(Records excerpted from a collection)
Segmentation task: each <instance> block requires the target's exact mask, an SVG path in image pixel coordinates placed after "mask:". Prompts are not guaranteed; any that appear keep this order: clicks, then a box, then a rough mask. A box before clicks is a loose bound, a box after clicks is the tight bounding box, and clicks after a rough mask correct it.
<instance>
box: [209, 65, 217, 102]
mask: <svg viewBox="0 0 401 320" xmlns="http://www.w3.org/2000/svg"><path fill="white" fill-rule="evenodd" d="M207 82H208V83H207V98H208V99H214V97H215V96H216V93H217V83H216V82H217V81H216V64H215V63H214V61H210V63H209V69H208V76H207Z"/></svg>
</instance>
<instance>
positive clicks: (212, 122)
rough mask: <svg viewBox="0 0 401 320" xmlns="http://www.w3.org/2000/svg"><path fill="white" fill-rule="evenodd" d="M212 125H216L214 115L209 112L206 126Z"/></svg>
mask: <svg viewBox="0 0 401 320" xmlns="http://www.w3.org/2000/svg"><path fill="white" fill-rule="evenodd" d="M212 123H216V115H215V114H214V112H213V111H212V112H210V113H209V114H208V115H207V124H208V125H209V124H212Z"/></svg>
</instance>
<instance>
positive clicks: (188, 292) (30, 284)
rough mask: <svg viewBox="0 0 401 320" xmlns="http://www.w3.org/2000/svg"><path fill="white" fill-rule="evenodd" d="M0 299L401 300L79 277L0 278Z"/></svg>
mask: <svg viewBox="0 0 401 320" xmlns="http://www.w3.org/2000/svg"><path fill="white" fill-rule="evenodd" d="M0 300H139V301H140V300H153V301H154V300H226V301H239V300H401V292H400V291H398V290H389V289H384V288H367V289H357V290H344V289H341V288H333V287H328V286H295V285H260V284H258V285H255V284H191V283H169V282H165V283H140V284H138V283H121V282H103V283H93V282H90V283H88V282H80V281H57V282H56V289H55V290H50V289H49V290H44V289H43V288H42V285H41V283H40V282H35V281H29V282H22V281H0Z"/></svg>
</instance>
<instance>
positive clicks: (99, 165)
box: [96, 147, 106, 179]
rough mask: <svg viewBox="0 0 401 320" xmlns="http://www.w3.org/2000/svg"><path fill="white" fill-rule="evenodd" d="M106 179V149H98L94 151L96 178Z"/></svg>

## PROBLEM TO SOLVE:
Which lines in the entries above contain "positive"? Pull each of them out.

## WRITTEN SOLUTION:
positive clicks: (212, 122)
positive clicks: (188, 292) (30, 284)
positive clicks: (99, 165)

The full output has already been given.